- _PROBLEM DESCRIPTION_
Using the data below, return the stretch from the line that contains "Each instance of the paved" through the line that contains "Each instance of the hazy", both included, exactly as it stands and nothing beyond it.

- _MATERIAL SUPPLIED_
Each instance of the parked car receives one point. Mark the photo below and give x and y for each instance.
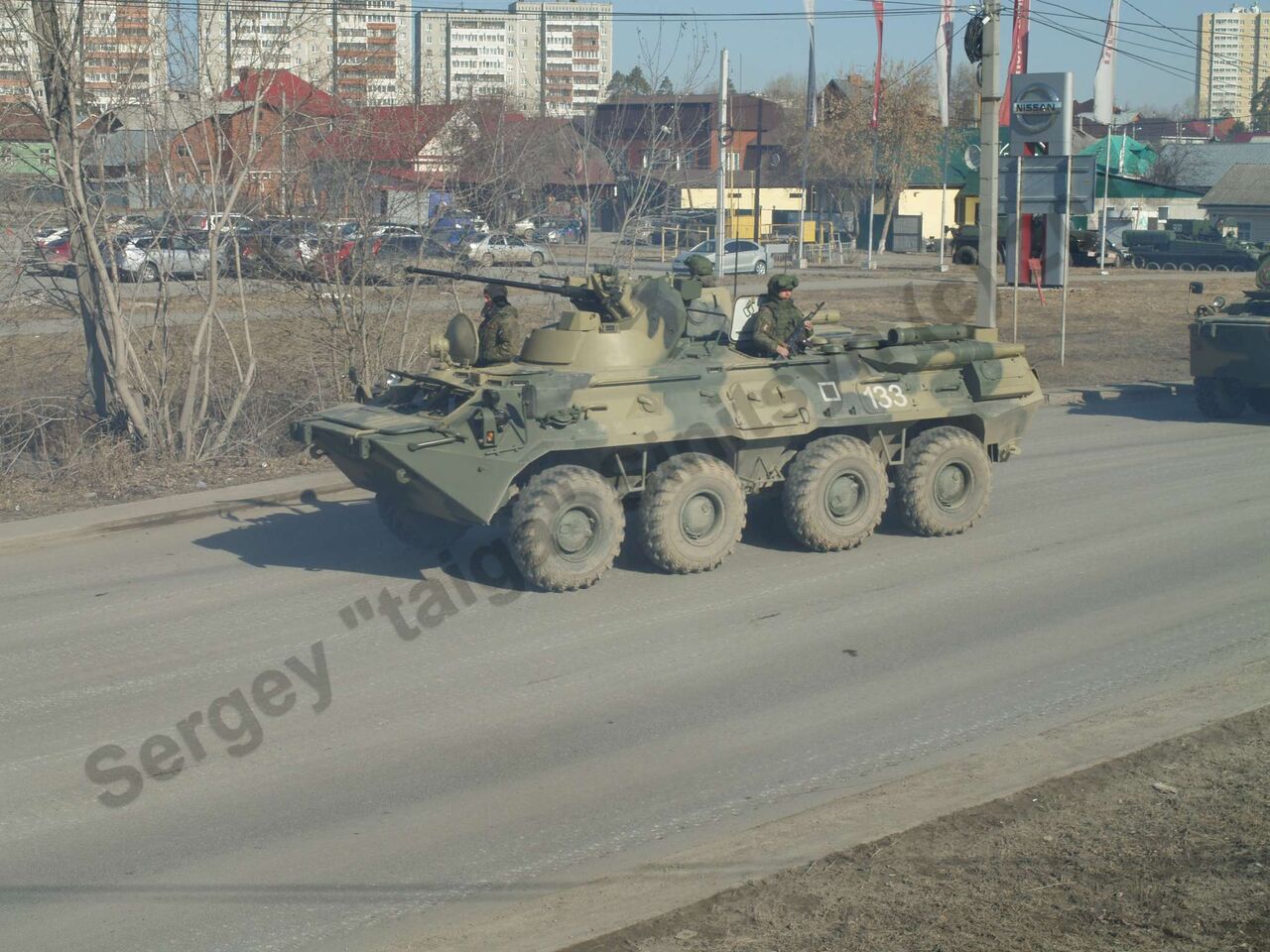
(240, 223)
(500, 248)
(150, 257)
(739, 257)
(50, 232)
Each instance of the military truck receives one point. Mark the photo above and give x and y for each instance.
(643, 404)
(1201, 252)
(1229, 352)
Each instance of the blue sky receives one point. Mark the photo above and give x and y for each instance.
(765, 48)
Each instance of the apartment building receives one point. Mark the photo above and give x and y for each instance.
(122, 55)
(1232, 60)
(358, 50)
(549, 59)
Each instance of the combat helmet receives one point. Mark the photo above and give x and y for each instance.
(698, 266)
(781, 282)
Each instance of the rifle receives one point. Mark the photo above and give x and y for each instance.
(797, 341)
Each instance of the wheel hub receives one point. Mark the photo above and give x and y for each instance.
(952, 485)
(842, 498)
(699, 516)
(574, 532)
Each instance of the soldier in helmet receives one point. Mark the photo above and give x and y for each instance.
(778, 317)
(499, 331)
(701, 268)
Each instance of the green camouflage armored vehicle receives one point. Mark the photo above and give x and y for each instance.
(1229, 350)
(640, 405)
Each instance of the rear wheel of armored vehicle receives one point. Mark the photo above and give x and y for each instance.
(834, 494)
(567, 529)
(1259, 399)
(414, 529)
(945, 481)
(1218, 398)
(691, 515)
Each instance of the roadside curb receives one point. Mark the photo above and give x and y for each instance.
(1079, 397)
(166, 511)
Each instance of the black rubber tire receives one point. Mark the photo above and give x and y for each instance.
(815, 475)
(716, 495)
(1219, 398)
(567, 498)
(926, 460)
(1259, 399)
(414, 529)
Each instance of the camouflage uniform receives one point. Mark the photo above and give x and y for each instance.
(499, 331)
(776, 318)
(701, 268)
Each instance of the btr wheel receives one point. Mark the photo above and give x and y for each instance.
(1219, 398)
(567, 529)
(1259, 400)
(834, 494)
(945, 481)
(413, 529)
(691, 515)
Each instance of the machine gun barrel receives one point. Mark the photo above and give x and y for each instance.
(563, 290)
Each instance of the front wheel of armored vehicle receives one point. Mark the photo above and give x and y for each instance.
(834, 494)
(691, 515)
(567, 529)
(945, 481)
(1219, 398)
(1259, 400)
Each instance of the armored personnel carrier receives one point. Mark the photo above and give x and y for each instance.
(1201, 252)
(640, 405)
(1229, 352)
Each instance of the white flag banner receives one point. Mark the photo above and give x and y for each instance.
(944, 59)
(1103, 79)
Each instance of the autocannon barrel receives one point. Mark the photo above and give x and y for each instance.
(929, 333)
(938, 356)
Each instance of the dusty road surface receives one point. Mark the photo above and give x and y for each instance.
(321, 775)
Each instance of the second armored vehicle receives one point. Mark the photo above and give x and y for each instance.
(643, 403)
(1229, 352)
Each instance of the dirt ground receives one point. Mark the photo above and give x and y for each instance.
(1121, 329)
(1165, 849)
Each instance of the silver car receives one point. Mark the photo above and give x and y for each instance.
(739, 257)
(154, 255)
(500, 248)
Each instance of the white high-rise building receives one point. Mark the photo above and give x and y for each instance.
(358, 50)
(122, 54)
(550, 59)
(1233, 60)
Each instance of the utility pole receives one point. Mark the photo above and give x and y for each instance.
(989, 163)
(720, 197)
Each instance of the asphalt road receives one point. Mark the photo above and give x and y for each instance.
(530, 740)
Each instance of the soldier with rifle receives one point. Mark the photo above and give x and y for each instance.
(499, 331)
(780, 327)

...

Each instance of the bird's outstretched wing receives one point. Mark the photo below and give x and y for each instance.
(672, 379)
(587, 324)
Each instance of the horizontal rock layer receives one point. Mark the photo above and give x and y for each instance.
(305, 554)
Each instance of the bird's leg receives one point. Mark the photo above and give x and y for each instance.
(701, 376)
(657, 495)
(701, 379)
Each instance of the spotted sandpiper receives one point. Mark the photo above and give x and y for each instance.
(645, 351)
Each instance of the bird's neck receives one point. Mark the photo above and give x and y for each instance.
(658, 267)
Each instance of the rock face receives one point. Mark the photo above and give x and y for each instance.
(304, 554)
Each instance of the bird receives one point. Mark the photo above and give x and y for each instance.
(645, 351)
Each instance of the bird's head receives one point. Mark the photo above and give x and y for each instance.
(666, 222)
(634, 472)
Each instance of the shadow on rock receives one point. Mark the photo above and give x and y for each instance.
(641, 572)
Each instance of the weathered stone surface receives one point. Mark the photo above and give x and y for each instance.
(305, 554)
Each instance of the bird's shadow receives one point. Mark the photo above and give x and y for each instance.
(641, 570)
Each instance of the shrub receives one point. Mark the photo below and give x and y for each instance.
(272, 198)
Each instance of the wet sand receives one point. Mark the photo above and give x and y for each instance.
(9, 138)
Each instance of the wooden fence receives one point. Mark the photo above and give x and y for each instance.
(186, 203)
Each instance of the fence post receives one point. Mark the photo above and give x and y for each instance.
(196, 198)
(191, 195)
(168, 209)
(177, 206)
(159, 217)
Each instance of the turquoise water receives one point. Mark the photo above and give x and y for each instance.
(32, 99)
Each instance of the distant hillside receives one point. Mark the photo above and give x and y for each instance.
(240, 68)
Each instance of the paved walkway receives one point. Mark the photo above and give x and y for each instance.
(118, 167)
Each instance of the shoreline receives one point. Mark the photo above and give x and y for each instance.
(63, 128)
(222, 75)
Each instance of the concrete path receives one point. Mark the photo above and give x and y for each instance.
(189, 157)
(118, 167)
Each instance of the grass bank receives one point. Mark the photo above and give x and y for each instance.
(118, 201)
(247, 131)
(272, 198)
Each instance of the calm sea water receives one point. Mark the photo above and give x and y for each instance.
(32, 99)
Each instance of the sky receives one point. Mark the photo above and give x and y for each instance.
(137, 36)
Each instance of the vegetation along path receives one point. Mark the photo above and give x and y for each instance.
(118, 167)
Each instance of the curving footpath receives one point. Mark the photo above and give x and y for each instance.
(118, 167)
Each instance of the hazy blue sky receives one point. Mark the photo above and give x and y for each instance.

- _ANSWER_
Each instance of the paved walkway receives one point. Mark the photo above and give x and y for each instance.
(118, 167)
Each instance of the shoreline receives one point. Mark the photo above and give x and y for each instance.
(63, 128)
(222, 75)
Each instance of the concrete path receives one point. Mark the photo above and give x and y for each instance.
(189, 157)
(118, 167)
Each instance of the grass bank receives one point. Mark the photo above and give x and y for each instance.
(118, 201)
(247, 131)
(272, 198)
Each instance of the calm sea water receives one point. Mark the photo above and give x and y for each instance.
(32, 99)
Each instance of the sky receives one point. Mark the photo above and give x and y for each instance.
(137, 36)
Each instance of the vegetation along path receives one point. Mark the photo above and give x and y for each instance.
(118, 167)
Each instance of the curving footpath receives one point. Mark the photo above and give x and y for each instance.
(118, 167)
Each instance of the hazy blue sky receives one point. Mark the photo above and give x and y for each instance.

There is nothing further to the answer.